**What needs to be done:** Count the lines in the data that contain the word "hand" and give only that number.

**Exercise input:**
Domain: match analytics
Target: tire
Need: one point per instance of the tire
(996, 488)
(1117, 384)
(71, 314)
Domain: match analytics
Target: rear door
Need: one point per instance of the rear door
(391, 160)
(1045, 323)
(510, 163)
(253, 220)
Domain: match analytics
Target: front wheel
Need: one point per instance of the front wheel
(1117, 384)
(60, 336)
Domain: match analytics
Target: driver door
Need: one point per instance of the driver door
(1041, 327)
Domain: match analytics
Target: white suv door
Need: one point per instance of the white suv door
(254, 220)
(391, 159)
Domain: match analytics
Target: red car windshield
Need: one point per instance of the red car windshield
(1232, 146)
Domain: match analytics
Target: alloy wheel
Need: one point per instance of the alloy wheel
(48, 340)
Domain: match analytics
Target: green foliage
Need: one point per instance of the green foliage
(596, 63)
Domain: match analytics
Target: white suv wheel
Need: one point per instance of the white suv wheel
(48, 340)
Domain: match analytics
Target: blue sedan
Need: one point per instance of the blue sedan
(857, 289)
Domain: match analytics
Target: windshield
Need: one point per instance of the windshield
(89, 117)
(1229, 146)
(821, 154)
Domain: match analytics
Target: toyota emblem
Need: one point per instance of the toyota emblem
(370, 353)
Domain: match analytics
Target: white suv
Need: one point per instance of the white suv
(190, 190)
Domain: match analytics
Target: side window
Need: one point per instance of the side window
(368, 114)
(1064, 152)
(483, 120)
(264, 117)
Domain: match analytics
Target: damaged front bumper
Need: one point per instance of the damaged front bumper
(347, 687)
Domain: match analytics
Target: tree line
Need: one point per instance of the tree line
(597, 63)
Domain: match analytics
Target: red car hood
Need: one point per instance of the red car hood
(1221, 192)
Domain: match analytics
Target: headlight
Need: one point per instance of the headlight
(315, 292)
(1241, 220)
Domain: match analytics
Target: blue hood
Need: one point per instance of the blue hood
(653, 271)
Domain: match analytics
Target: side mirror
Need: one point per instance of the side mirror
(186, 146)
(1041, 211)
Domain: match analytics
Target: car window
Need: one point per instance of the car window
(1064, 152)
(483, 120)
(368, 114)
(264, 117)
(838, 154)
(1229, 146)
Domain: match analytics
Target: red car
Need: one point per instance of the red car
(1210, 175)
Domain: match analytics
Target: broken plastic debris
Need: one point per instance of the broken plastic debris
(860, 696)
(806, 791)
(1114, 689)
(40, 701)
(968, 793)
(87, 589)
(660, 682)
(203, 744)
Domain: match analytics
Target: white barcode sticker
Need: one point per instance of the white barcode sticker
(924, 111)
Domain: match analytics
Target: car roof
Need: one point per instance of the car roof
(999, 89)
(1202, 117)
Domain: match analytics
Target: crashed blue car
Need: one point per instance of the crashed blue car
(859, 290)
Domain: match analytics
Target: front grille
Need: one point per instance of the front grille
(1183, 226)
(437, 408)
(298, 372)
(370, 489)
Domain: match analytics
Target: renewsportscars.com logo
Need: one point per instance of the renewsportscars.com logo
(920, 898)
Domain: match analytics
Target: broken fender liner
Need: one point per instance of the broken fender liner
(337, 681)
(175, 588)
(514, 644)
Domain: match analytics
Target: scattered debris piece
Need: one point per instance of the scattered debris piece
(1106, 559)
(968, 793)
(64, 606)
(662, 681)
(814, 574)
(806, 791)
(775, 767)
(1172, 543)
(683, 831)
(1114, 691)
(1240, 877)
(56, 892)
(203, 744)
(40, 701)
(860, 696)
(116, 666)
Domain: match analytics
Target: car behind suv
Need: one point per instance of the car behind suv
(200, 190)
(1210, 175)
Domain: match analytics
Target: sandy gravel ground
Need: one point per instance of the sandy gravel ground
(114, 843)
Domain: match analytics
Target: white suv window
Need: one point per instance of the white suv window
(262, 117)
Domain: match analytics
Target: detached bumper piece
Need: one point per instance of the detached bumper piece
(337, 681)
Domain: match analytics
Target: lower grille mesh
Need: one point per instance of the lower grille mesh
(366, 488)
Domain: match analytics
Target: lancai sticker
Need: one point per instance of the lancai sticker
--
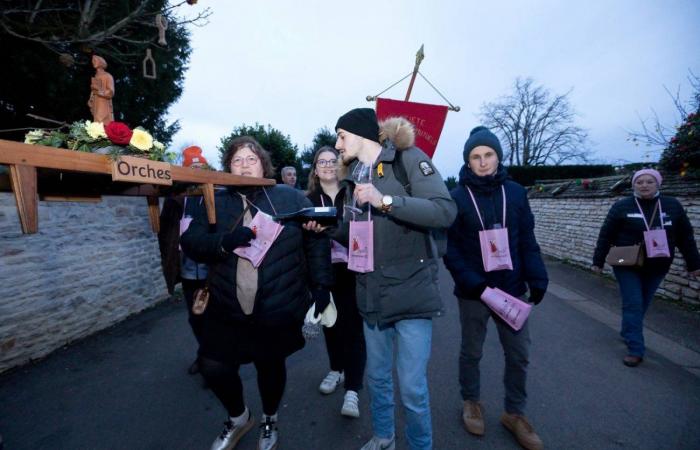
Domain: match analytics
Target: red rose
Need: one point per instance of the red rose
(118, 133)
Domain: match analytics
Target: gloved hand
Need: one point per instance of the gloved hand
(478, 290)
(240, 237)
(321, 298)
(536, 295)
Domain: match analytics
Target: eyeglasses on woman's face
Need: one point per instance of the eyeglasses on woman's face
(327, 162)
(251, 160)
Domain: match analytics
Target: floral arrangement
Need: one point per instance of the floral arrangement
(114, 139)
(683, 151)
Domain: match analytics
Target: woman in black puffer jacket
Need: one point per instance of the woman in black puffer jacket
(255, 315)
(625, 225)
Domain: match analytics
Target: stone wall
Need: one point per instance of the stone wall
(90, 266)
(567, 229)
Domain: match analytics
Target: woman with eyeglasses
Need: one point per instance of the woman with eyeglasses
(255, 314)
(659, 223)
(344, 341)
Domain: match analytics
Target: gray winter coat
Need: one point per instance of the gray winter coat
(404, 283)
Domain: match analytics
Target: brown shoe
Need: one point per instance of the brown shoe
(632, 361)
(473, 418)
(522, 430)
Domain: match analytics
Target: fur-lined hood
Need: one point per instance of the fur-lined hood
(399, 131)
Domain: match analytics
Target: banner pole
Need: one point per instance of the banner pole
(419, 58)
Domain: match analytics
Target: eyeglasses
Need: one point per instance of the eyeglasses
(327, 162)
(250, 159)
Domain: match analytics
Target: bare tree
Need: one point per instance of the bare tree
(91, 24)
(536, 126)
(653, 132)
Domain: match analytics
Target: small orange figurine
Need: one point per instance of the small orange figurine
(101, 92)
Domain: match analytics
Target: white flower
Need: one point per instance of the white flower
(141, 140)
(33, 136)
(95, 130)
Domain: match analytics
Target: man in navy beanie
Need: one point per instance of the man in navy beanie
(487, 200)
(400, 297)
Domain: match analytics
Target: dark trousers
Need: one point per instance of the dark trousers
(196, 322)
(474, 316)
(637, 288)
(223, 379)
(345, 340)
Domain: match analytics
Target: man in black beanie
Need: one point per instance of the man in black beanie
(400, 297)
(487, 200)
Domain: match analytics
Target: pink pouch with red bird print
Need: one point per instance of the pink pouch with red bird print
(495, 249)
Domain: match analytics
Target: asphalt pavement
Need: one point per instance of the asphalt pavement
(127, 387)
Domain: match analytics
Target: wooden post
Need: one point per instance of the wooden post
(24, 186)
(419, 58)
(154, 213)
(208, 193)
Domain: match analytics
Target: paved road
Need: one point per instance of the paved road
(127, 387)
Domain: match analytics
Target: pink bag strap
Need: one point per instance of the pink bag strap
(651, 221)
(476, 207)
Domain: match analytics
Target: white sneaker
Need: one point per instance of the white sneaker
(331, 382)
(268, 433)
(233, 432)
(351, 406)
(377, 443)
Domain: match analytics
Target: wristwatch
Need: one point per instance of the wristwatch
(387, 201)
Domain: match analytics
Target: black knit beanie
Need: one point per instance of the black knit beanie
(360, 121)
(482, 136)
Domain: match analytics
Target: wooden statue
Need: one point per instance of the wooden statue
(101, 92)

**Answer in full:** 2